►

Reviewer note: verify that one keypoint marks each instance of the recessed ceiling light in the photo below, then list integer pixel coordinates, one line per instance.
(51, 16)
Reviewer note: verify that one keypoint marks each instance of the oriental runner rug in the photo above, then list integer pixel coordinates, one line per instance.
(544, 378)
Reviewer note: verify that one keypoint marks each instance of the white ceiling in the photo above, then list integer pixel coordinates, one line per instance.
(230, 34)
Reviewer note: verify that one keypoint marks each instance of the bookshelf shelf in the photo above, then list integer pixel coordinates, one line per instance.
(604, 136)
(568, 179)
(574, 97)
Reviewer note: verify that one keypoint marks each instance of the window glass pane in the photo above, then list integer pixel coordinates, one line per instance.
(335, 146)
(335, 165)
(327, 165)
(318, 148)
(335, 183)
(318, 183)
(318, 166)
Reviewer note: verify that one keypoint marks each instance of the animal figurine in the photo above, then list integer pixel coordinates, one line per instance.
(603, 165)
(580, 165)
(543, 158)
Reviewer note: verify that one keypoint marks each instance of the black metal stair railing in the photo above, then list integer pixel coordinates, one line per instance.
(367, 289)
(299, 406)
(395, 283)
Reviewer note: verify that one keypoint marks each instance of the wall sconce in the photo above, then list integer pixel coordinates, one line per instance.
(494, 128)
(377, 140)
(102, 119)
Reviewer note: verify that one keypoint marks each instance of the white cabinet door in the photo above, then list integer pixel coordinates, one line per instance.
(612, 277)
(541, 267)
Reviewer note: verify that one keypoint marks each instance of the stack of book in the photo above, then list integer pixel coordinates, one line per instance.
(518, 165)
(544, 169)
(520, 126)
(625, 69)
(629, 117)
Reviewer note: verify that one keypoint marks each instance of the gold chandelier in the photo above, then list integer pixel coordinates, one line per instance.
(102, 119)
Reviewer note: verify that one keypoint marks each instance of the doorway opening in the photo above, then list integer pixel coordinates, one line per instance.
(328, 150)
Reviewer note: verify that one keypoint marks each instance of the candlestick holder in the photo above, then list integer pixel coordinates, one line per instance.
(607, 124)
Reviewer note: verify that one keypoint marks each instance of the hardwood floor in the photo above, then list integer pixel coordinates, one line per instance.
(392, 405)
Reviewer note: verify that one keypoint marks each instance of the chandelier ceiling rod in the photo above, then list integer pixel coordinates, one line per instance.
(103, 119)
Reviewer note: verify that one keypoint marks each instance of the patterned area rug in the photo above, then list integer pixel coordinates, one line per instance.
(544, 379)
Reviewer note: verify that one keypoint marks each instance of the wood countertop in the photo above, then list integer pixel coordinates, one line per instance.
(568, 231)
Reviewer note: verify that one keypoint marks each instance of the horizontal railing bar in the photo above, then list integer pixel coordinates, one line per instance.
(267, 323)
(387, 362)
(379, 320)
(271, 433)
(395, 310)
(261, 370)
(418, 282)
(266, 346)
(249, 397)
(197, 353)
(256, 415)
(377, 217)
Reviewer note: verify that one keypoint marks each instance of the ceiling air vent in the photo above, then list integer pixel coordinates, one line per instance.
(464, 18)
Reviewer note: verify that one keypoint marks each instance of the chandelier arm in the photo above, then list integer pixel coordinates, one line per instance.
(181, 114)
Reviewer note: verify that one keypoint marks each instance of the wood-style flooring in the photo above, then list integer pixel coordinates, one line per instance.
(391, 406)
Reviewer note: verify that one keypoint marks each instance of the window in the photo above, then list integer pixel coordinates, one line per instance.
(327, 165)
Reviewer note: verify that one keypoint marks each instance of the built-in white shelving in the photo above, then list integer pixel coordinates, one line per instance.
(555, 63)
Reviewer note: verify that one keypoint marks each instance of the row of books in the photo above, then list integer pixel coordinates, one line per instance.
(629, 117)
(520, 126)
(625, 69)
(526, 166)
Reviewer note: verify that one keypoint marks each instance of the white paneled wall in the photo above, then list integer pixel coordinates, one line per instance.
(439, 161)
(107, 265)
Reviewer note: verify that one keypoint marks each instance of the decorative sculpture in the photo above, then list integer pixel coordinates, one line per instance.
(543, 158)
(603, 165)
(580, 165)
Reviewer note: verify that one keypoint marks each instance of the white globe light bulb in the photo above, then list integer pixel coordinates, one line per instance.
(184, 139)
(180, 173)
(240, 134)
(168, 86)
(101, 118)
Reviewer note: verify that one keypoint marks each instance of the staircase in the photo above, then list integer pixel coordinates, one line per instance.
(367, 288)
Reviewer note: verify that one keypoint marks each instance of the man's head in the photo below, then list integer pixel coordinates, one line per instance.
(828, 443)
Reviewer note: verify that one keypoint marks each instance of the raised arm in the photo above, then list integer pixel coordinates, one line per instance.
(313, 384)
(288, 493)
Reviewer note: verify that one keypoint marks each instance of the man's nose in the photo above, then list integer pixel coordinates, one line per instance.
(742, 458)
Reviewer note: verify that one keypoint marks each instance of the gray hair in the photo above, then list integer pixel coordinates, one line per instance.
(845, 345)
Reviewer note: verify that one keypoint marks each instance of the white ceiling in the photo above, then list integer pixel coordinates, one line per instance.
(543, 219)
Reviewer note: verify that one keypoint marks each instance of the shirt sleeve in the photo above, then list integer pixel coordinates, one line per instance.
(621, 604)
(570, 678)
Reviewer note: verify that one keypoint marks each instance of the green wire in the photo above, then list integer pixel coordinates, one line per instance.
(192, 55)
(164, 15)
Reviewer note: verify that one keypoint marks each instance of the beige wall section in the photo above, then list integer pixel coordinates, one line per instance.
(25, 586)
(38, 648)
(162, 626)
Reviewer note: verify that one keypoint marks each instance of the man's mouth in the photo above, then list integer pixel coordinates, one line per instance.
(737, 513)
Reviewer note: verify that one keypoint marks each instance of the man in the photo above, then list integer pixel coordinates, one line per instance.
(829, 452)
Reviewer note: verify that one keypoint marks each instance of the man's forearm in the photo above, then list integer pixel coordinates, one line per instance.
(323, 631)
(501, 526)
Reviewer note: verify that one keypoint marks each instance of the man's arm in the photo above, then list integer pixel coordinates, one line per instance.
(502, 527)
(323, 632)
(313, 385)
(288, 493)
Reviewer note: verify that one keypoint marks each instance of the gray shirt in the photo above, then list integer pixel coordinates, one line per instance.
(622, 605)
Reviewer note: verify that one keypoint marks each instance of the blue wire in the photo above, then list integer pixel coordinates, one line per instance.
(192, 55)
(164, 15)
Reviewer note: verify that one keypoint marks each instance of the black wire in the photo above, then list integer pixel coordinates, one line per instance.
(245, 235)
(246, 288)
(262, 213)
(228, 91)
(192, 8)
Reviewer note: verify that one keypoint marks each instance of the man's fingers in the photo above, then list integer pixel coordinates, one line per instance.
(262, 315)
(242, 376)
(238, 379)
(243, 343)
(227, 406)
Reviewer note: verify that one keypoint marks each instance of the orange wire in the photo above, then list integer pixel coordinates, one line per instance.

◄

### Required task
Write out the entries in full, exactly as given.

### The solution
Reviewer note: verify that one keypoint marks each instance of the recessed ceiling light in the photo below, then list integer pixel coordinates, one line per instance.
(51, 16)
Reviewer note: verify that one keypoint marks each instance of the oriental runner rug in the photo above, then list integer pixel coordinates, one line per instance.
(544, 378)
Reviewer note: verify that one keypoint marks each instance of the white ceiling in the photo above, then list integer pixel coordinates, one line per instance.
(230, 34)
Reviewer note: verify that one keypoint marks each instance of the bookshelf shelf in the photo above, then list integer pixel coordinates, one line per instance.
(604, 136)
(568, 179)
(574, 97)
Reviewer note: verify that one keypoint marks each instance of the window glass pane in the photo above, then list integer pixel coordinates, one line per instance.
(335, 146)
(335, 165)
(327, 165)
(318, 148)
(335, 183)
(318, 183)
(318, 166)
Reviewer note: verify that one keypoint marks each instance of the animal figurine in the photo above, then list integer pixel coordinates, one line per instance.
(603, 165)
(580, 165)
(543, 158)
Reviewer note: verify that one keypoint marks each instance of the black metal stair railing in the photo above, then list integer pixel coordinates, one line per instance.
(367, 289)
(299, 406)
(395, 283)
Reviewer note: verify that one keypoint marks each instance of the wall sconce in the photo above, then list integer pixel coordinates, one line per instance.
(494, 128)
(377, 140)
(102, 119)
Reviewer note: verify that one keypoint marks each instance of the white cabinet door in the photo above, then list integer pixel coordinates, one line per instance.
(612, 277)
(541, 267)
Reviewer note: verify that one keypoint marks each instance of the stack of book in the photo above, then list integer pixel coordinates, one line per instance.
(518, 165)
(544, 169)
(520, 126)
(625, 69)
(629, 117)
Reviewer note: verify that one keypoint marks each instance of the gold chandelier in the photo above, then list integer pixel coordinates, one line per instance.
(102, 119)
Reviewer note: verify that one keypoint marks each instance of the doorway opening in the photo above, then list integer pixel coordinates, one line per instance.
(328, 150)
Reviewer note: verify that one keypoint marks each instance of the candlestick holder in the photo above, then list integer pixel coordinates, one line per instance.
(607, 124)
Reviewer note: verify that one keypoint marks each instance of the hardwood floor in the photo above, then list integer pixel coordinates, one line per instance.
(392, 405)
Reviewer note: verify that one keypoint marks each instance of the chandelier ceiling rod in the photo above, then list integer pixel coordinates, one line per instance.
(103, 119)
Reviewer note: verify that one keypoint marks each instance of the patterned area rug in the photo above, then list integer pixel coordinates, one line per instance.
(544, 379)
Reviewer note: verify that one keypoint marks each instance of the wood countertop in the photo above, then list integer pixel coordinates, one line per instance.
(568, 231)
Reviewer note: verify that one keypoint marks each instance of the horizontal railing bar in the photo above, then list integer pixel coordinates, one line per instance.
(267, 323)
(387, 362)
(379, 320)
(271, 433)
(395, 310)
(261, 370)
(418, 282)
(266, 346)
(249, 397)
(197, 353)
(256, 415)
(377, 217)
Reviewer note: verify that one keypoint marks each instance of the ceiling air vent in the photo above, then list integer pixel coordinates, one line per instance.
(464, 18)
Reviewer note: verify that one keypoint marks each instance of the chandelier arm in the photo above, then list integer pixel coordinates, one line per instance.
(181, 114)
Reviewer note: verify that one keypoint marks each instance of the wood-style flooring in the photo above, then list integer pixel coordinates, one line per instance.
(391, 406)
Reviewer note: verify that one keypoint marks each instance of the window in the photo above, then list integer pixel coordinates, one line per instance.
(327, 165)
Reviewer note: verify that one keypoint marks each instance of the built-in white shelving in the photo above, then list integer pixel coordinates, one line per instance.
(555, 63)
Reviewer note: verify that one keypoint marks each instance of the row of books in the photo above, then list integer pixel coordinates, one line per instance.
(629, 117)
(520, 126)
(625, 69)
(526, 166)
Reviewer note: verify that one keypoint marks each instance of the white paneled wall in the photo above, then list integer pixel coordinates, one line per instance.
(439, 161)
(107, 265)
Reviewer note: verify that one keypoint marks each instance of the decorative sculpture in the photo above, then list integer pixel coordinates, one line per instance.
(543, 158)
(603, 165)
(580, 165)
Reviewer note: verify that one keypoint marks each instance of the white globe light bulb in the photo above, then list integer pixel coordinates, one line per instance.
(184, 139)
(180, 173)
(240, 134)
(168, 86)
(101, 118)
Reviewer note: verify that one keypoint marks each instance of the staircase in the photo above, then list integer pixel coordinates, one line per instance.
(367, 288)
Reviewer note: verify that one keypoint marks each instance of the man's head in the photo below, then list integer pixel coordinates, one line per instance.
(828, 443)
Reviewer note: verify that one keypoint marks each instance of the raised arm in the photo above, then list integer pixel coordinates, one line per instance.
(313, 384)
(288, 493)
Reviewer note: verify that one keypoint marks each instance of the man's nose in the photo above, then list integer pixel coordinates, one line per instance.
(742, 458)
Reviewer note: verify that one keypoint marks each instance of the gray hair in the photo above, then list integer pixel coordinates, one line per instance.
(845, 345)
Reviewer note: verify that one keypoint marks each instance of the white ceiling in the photo above, then list integer pixel coordinates, one line per instance.
(543, 219)
Reviewer note: verify that one keypoint marks each instance of the shirt sleeve in the photo above, then list integer pixel coordinates, one line per instance.
(621, 604)
(570, 678)
Reviewer note: verify that one keypoint marks each instance of the green wire in the photo above, then list integer pixel coordinates, one line per instance.
(192, 55)
(164, 15)
Reviewer note: verify that one keypoint marks each instance of the beige wall section in the photo above, then list integer pixel coordinates, one line per instance.
(25, 586)
(38, 648)
(162, 626)
Reviewer note: verify that one keypoint marks each instance of the man's mouth in the photo above, then list integer pixel coordinates, one line per instance.
(737, 513)
Reviewer note: verify that one keypoint marks each instance of the man in the photo above, then list integer pixel coordinates, one line per instance.
(829, 452)
Reviewer note: verify that one keypoint marks each instance of the man's forearm in the photo above, then list integer pixel coordinates, one line per instance.
(323, 631)
(501, 526)
Reviewer note: verify that one keypoint marks each instance of the man's arm in the photo above, then list integer pixel coordinates, one line per instance.
(502, 527)
(323, 632)
(313, 385)
(288, 493)
Reviewer note: verify that one keypoint marks each instance of the gray shirt in the photo above, then list integer pixel coordinates, one line per instance.
(622, 605)
Reviewer note: verify that one keypoint marks each instance of the blue wire in the photo above, then list integer pixel coordinates, one line per instance.
(192, 55)
(164, 15)
Reviewer note: verify that one keypoint marks each instance of the black wire in the photo above, then list integer pixel coordinates, one line per instance.
(245, 235)
(246, 288)
(262, 213)
(228, 91)
(192, 8)
Reviewer note: verify that one keypoint marks each instance of the man's fingers in the photo above, then list integer pixel coordinates, one line per instance.
(262, 315)
(242, 376)
(238, 379)
(243, 343)
(227, 406)
Reviewer note: verify that one keypoint marks each instance of the orange wire in the photo above, then list integer pixel coordinates, one line per instance.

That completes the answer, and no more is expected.